Goal:
Retype each entry below, keeping every character the same.

Start

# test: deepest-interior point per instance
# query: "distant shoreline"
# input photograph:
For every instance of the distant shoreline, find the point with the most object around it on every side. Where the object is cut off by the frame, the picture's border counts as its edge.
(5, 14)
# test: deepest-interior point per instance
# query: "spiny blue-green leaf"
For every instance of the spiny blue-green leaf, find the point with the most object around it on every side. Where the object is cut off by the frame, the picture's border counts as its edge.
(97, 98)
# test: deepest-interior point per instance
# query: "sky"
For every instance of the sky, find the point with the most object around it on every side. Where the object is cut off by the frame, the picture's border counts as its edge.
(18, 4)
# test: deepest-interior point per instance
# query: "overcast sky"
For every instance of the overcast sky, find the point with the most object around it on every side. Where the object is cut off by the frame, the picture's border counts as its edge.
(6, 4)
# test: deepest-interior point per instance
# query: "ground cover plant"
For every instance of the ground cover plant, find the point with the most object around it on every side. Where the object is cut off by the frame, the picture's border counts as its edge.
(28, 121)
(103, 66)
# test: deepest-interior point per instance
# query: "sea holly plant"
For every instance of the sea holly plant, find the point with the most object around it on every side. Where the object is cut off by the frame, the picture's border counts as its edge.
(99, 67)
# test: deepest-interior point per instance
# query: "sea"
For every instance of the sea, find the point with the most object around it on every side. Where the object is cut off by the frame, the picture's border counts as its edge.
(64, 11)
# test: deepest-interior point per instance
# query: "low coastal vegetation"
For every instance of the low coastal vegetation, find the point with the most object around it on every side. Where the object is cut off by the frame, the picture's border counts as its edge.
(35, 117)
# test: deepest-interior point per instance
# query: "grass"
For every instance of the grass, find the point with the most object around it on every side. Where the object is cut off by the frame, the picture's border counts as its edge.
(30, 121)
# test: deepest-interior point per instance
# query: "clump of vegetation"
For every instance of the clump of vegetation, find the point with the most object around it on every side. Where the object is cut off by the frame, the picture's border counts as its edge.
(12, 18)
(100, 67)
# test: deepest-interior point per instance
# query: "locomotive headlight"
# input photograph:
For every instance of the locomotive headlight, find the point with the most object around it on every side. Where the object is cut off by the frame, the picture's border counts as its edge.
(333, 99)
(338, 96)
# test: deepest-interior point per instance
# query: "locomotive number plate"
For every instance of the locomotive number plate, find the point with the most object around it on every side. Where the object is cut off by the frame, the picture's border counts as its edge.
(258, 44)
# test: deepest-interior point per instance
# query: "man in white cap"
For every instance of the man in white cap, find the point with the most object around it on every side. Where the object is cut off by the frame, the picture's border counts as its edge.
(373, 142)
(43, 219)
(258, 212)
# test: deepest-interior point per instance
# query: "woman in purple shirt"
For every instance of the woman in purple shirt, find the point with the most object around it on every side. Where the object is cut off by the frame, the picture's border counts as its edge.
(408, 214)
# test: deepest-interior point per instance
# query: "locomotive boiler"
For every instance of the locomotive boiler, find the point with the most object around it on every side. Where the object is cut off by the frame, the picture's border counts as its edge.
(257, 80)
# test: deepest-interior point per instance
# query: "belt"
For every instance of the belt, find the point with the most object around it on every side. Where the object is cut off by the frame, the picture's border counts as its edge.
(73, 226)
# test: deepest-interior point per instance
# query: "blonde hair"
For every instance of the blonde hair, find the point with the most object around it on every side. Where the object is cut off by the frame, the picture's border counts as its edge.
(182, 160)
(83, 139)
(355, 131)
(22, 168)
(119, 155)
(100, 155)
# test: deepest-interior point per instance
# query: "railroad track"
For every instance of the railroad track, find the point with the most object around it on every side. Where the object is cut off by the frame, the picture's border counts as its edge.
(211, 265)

End

Expected output:
# test: deepest-interior point per instance
# query: "distant shoreline"
# input photograph:
For every instance of the distant shoreline, find the point with the most object around it on every side. Where the object is cut off by the frame, the picture's border counts as its edge.
(5, 14)
# test: deepest-interior point per instance
# query: "spiny blue-green leaf"
For every instance of the spiny blue-green leaf, find the point with the most object around it on every side. Where the object is cut off by the frame, the picture's border counts as its edge.
(97, 98)
# test: deepest-interior point per instance
# query: "sky"
For every instance of the sky, find the point with the most object around it on every side. Where the object is cut off by the frame, the picture's border counts as its edge.
(18, 4)
# test: deepest-interior point per instance
# query: "overcast sky"
For every instance of the overcast sky, find the point with the most object around it on every side. Where the object is cut off by the frame, the picture's border counts as its edge.
(6, 4)
# test: deepest-interior point per instance
# query: "ground cover plant"
For every instance of the ground cover plant, find the point with the most object around it on every side. Where the object is cut off by the frame, the picture's border counts as its edge.
(28, 121)
(103, 66)
# test: deepest-interior point per instance
# query: "sea holly plant"
For every instance of the sea holly plant, find the point with the most object around it on every side. Where the object is cut off by the frame, the picture's border counts as its edge.
(99, 67)
# test: deepest-interior point per instance
# query: "sea"
For every instance of the sea, find the point with the most object around it on every side. Where the object is cut off by the frame, the picture's border counts as its edge.
(64, 11)
# test: deepest-interior point per instance
# query: "low coastal vegetation"
For every instance of the low coastal vegetation, find the point with the most object around it on every side. Where the object is cut off by the frame, the picture's border counts as its edge.
(35, 117)
# test: deepest-interior point per instance
# query: "grass"
For every instance of the grass, find the point with the most object around it on every side. Where the object is cut off by the frame, the picture's border counts as its edge.
(30, 121)
# test: deepest-interior point per instance
# query: "clump of vegetation"
For every instance of the clump of vegetation, find the point with the most object around it on every side. Where the object is cut off by the frame, the picture's border counts as its edge.
(12, 18)
(100, 67)
# test: deepest-interior point per instance
# query: "locomotive headlight"
# input photograph:
For every instance of the locomotive headlight, find the point with the most object around it on every side. Where the object is cut off by the frame, the picture's border counts as its edge.
(333, 99)
(338, 96)
# test: deepest-interior point per instance
# query: "locomotive number plate"
For every instance of the locomotive number plate, find the point with the most object around it on every side. Where the object is cut off by the frame, the picture's border counts as its edge.
(258, 44)
# test: deepest-interior point per instance
# query: "man in white cap"
For every instance of the man in white cap, find the point with the most object around it on every side. Where the object is cut off by the frame, the picture's border counts as its edge.
(373, 142)
(43, 219)
(258, 212)
# test: deepest-interior point per instance
# query: "woman in purple shirt"
For every instance of the woman in purple shirt, find the point with the most object around it on every side. Where the object is cut off by the frame, the picture's border counts as its edge.
(408, 214)
# test: deepest-interior point per instance
# query: "locomotive boiler"
For every instance of the locomotive boiler, find the point with the most object around it on every side. Where the object is cut off by the frame, the picture's border counts as its edge.
(257, 80)
# test: deepest-interior point per instance
# query: "belt"
For every instance of the belt, find the point with the most object around it on every side. Where the object is cut off by the frame, the picture's border counts as its edge.
(73, 226)
# test: deepest-interior point per instance
# query: "blonde hair"
For every instance of the blonde hair, find the point with the most object around it on every side. Where the object is cut off by the frame, the picture's border counts as its edge.
(182, 160)
(83, 139)
(355, 131)
(22, 168)
(119, 155)
(100, 155)
# test: deepest-interior point per instance
# query: "railroad track"
For every instance of the railroad track, find the point with the most object around it on every side. Where the object is cut off by the frame, the picture's border counts as its edge.
(211, 265)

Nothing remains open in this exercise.